-- AIM A --
Please copy the entries below verbatim, starting with the line that contains "Each instance receives one keypoint. Mark the bare" and going on through the last line of the entries.

** begin TEXT BLOCK **

Recently, Hernández-Montes et al. [47] defined a parameter called the Unified Climatic Parameter (UCP), formulated as a linear combination of the climatic parameters affecting recession (e.g., rainfall, temperature, salts, freeze–thaw, and relative humidity), which allows researchers to assume quantitative recession for brick masonries over time with reference to a Deterioration Evolution Diagram (DED).

3. The Loss of Details (LoD) and the Future Cultural Value (FCV)

Despite the extensive literature on recession rate functions, currently there is no specific progress towards understanding and measuring short- and long-term climate change effects on cultural heritage preservation.

** end TEXT BLOCK **

-- AIM B --
In the passage on climate and cultural heritage, what diagram does the Unified Climatic Parameter refer to when estimating brick masonry recession over time?

** begin INPUT DATA **

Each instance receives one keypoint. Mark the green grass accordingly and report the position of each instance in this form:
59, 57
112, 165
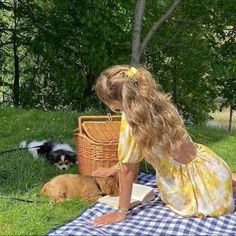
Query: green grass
21, 176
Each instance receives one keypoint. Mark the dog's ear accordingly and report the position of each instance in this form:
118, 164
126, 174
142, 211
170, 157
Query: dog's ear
110, 186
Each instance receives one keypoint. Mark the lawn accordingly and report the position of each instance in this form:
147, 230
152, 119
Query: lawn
22, 177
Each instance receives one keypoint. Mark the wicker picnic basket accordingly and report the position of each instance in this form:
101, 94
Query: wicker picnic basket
96, 141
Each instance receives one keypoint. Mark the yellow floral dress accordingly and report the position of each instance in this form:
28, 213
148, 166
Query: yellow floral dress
203, 187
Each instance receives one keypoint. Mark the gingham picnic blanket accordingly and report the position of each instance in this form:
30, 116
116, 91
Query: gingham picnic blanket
152, 218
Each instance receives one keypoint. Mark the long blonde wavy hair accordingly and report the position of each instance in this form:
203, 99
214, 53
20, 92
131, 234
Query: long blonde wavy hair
149, 112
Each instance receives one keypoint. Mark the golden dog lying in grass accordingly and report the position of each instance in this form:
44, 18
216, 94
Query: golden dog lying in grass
84, 187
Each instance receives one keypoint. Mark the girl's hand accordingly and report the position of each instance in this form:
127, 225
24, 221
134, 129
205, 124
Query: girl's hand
109, 218
104, 172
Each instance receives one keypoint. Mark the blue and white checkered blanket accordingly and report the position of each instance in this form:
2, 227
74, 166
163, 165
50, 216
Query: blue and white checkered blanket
153, 218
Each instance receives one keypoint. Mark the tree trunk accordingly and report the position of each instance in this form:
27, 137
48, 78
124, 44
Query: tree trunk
16, 84
138, 47
174, 91
136, 36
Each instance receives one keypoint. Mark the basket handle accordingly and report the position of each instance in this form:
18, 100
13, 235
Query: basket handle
108, 117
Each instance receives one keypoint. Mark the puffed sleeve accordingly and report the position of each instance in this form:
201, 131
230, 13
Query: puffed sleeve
128, 150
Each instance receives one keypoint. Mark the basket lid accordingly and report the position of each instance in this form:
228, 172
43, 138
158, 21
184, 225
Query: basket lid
102, 131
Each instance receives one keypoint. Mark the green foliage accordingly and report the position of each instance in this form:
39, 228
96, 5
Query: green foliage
64, 45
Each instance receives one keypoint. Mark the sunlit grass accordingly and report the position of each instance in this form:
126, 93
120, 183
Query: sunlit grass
22, 177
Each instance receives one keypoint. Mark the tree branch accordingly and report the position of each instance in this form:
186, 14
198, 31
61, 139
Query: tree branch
6, 43
136, 36
156, 26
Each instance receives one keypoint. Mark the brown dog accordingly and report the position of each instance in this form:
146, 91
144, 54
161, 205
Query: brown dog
84, 187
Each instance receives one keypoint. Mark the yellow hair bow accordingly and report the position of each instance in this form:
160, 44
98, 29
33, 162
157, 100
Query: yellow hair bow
131, 72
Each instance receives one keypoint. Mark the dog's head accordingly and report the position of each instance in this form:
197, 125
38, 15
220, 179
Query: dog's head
63, 159
108, 186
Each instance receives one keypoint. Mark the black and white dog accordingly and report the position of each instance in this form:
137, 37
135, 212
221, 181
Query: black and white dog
59, 154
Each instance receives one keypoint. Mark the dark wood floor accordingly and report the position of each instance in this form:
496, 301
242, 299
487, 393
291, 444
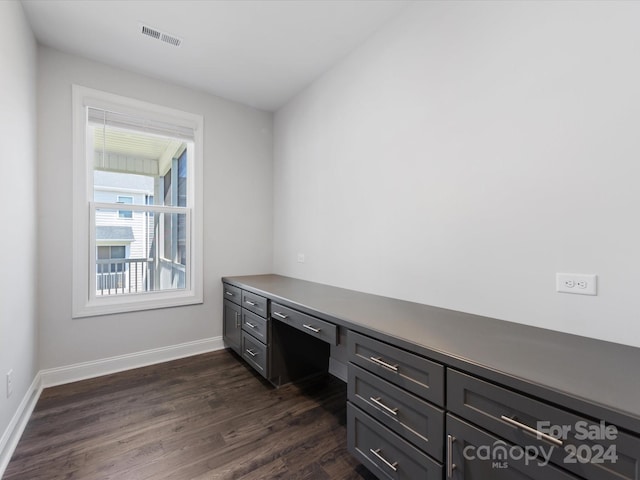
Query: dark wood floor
203, 417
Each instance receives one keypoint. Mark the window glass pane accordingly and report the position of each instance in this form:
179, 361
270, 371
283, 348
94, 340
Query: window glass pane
143, 266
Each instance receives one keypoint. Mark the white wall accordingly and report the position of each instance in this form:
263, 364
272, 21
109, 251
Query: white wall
18, 323
468, 152
237, 214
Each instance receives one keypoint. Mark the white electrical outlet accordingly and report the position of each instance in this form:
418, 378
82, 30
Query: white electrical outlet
9, 383
578, 283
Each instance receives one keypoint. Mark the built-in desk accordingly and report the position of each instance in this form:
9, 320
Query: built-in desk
485, 381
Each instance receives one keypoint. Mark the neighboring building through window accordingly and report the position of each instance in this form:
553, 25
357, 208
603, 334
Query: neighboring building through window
148, 158
127, 201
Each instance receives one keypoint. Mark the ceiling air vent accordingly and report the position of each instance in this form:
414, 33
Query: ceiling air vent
159, 35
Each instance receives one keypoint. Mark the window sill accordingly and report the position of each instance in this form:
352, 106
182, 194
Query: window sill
128, 303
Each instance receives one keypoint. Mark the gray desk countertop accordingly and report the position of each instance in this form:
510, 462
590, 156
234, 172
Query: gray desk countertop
592, 376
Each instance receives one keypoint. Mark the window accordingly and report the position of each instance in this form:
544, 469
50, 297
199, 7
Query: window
149, 158
127, 201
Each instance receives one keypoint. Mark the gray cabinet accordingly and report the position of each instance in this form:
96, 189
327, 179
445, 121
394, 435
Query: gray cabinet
386, 454
393, 427
245, 326
231, 320
425, 402
592, 450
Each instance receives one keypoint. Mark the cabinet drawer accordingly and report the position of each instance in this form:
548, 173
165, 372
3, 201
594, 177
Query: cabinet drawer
407, 415
384, 452
255, 325
578, 444
231, 326
476, 454
254, 352
231, 293
407, 370
325, 331
255, 303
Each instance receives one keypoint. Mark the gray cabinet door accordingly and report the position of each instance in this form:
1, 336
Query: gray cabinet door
474, 454
232, 326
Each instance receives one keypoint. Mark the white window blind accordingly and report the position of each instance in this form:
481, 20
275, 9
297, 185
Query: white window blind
100, 117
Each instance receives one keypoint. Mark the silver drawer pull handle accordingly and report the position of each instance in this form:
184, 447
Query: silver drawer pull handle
392, 411
450, 465
533, 431
379, 361
393, 466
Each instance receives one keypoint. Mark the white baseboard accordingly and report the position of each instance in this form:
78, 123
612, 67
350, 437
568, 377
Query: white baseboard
82, 371
16, 426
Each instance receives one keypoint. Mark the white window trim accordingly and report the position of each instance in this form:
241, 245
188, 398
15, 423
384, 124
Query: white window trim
84, 301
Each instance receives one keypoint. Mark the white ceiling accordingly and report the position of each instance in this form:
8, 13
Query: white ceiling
258, 52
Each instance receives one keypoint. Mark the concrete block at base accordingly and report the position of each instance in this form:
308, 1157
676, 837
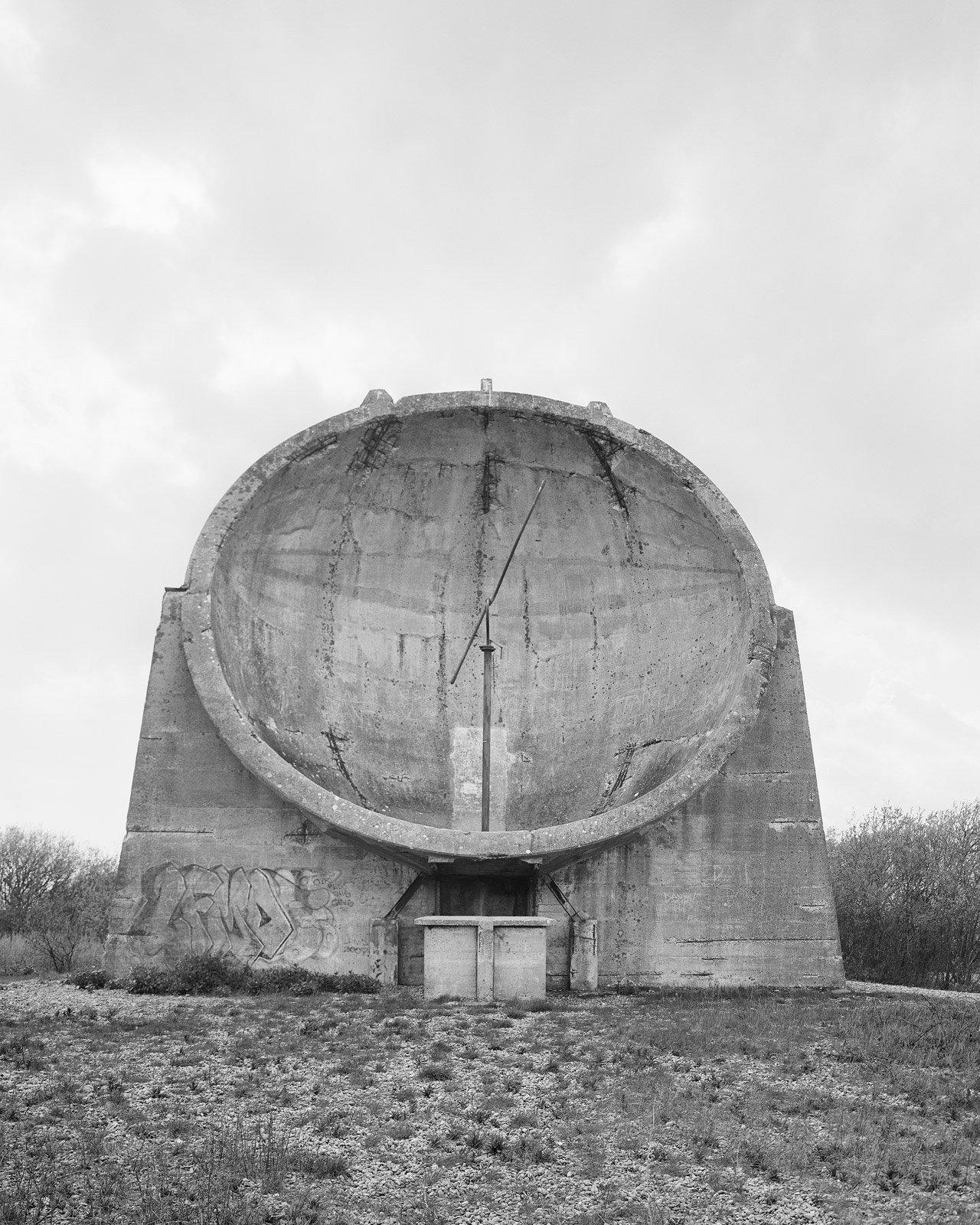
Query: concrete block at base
478, 957
384, 951
520, 963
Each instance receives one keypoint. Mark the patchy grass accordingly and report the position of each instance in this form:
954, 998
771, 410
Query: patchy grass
653, 1108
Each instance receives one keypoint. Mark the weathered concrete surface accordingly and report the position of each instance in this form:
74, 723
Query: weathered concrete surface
214, 861
332, 581
718, 873
733, 887
477, 957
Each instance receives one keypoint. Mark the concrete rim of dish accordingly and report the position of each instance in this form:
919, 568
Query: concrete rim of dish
553, 842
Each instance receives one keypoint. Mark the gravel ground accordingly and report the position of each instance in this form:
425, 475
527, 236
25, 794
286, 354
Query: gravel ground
384, 1110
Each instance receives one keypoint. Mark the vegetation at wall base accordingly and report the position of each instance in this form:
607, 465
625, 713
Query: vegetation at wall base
659, 1106
54, 893
214, 974
906, 887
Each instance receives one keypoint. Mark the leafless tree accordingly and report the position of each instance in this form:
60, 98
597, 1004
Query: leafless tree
32, 863
906, 887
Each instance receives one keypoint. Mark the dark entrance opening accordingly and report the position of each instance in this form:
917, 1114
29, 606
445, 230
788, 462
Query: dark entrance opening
462, 893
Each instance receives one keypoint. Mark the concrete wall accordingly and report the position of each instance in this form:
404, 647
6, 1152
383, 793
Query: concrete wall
214, 861
733, 887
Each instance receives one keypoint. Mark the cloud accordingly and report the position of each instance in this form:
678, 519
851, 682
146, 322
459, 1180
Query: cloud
145, 193
65, 403
279, 342
77, 412
20, 51
888, 714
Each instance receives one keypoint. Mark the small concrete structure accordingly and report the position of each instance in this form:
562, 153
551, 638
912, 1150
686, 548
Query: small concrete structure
484, 957
308, 783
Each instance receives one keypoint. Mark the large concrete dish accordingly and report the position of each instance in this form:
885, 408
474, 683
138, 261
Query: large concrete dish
332, 590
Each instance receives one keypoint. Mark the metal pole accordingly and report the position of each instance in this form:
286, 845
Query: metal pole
488, 685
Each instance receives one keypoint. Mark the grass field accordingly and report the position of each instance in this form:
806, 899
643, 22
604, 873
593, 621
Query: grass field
652, 1108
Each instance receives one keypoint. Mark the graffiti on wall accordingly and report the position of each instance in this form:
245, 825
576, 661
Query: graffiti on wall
256, 914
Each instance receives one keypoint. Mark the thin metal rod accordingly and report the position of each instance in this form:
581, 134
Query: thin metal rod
518, 542
488, 698
485, 609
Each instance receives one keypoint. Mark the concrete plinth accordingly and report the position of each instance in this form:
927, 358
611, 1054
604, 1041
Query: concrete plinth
481, 957
308, 781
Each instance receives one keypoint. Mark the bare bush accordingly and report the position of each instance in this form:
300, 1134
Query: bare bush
906, 888
54, 893
32, 863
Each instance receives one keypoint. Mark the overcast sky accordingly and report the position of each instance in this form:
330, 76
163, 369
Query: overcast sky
753, 230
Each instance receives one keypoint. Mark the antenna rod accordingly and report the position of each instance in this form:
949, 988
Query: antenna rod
488, 689
485, 609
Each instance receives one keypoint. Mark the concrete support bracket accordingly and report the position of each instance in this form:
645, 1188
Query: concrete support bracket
384, 951
583, 968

** end INPUT DATA **

-- FULL ANSWER A --
Each instance receives one keypoint. Mark the bare bush accordingly and report the position of each instance in this form:
300, 1134
Query: bare bush
906, 888
54, 893
32, 863
Each instance receives one keypoint. Mark the overcast sky accordingly and report the position of each instance in this form:
330, 76
163, 369
Query: overcast sky
753, 230
Each instance receives one keypoint. Mark the antenna rod accordingly and report the position of each instance in this form:
949, 988
Query: antenna rod
488, 689
485, 609
Each instance receives one keypoint. Mark the concrete support bracket accordingly and report the position of each instance in this form:
645, 1188
Query: concrete support bracket
384, 951
583, 968

-- FULL ANSWER B --
The Deterioration Evolution Diagram (DED).